▶ What is required: Apart from the images, reproduce every record word for word.
─── Task inputs ───
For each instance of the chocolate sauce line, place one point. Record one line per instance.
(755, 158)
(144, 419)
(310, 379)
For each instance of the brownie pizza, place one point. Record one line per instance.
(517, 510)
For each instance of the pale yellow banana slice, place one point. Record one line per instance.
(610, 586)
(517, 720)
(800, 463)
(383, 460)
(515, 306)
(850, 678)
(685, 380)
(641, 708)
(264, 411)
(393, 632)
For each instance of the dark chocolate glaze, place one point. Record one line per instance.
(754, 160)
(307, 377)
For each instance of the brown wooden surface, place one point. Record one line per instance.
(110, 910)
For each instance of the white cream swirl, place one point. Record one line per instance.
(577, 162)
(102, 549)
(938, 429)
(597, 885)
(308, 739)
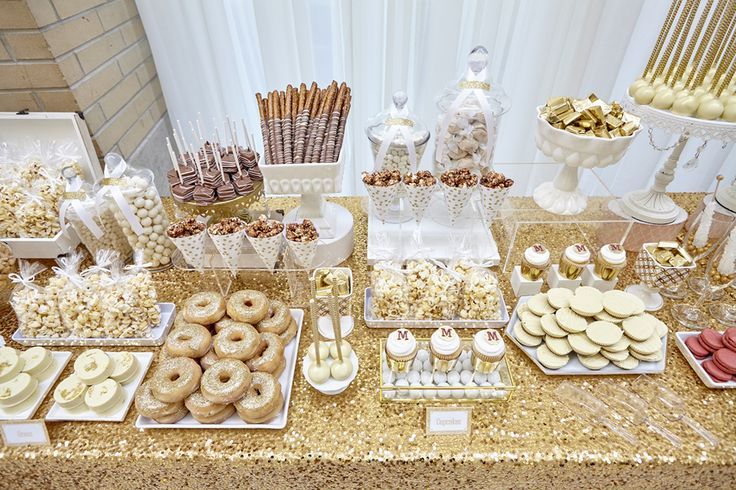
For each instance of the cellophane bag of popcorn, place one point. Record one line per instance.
(434, 291)
(480, 295)
(36, 306)
(72, 289)
(390, 292)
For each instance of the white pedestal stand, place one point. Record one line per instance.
(653, 205)
(590, 278)
(557, 280)
(523, 286)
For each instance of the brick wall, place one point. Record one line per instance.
(81, 55)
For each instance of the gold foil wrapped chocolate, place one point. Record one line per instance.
(589, 117)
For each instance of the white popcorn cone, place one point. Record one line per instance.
(267, 248)
(229, 247)
(492, 200)
(192, 249)
(382, 198)
(303, 251)
(456, 198)
(419, 198)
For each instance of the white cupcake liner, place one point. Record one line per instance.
(456, 198)
(492, 200)
(419, 199)
(267, 248)
(192, 249)
(304, 252)
(229, 247)
(382, 197)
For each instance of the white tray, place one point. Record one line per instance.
(331, 386)
(158, 335)
(459, 323)
(83, 413)
(235, 422)
(574, 368)
(697, 364)
(25, 410)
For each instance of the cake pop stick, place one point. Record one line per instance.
(173, 160)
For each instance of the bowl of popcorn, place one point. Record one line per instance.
(579, 133)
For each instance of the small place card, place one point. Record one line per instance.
(448, 420)
(24, 433)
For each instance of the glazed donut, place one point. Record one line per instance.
───
▶ Result of this exercise:
For each instance of the chocolate sauce line, place one point. Record one line per instance.
(755, 158)
(144, 419)
(310, 379)
For each instance of the brownie pizza, place one point. Record one line per instance.
(517, 510)
For each instance of the pale yellow banana slice, place one point. Record one line per instance.
(610, 586)
(517, 720)
(800, 463)
(383, 460)
(515, 306)
(850, 678)
(685, 380)
(641, 708)
(264, 411)
(393, 632)
For each instance of the dark chocolate glaze, place one point. Record one line per instance.
(754, 160)
(307, 377)
For each instance of the brown wooden surface, place one point. Record one line per instance.
(110, 910)
For each instance of the white cream swirl, place one point. Record one line per instance.
(577, 162)
(102, 549)
(938, 429)
(597, 885)
(308, 739)
For each instance of the cellophane bag of popcorn, place one point. Record one line per instance.
(434, 291)
(480, 295)
(36, 306)
(72, 289)
(390, 292)
For each instance of the white pedestal stand, place one point. Record one line per instance.
(653, 205)
(590, 278)
(557, 280)
(523, 286)
For each instance of the brick wall, place one point. Record one line per instance.
(81, 55)
For each instance of the gold foil wrapped chocolate, place one point. Record one line per instance.
(589, 117)
For each instance of the white popcorn cone, place one point. Record one line per instance.
(267, 248)
(229, 247)
(492, 200)
(192, 249)
(382, 198)
(303, 251)
(456, 198)
(419, 198)
For each instance of the white cupcake liner, place one point. Record one line per instance.
(456, 198)
(492, 200)
(419, 199)
(267, 248)
(192, 249)
(304, 252)
(229, 247)
(382, 197)
For each instance of the white tray, place one point. Record one line per instance.
(331, 386)
(158, 335)
(459, 323)
(83, 413)
(235, 422)
(574, 368)
(697, 364)
(25, 410)
For each instance of the cake pop stick, place one point. Record one line per instance.
(173, 160)
For each instance of the bowl of popcorn, place one point. Record one line per instance.
(579, 133)
For each instance of the small place card, place one point. Record one line per instance.
(448, 420)
(24, 433)
For each instance of the glazed donut, place one point. Record one line per instance.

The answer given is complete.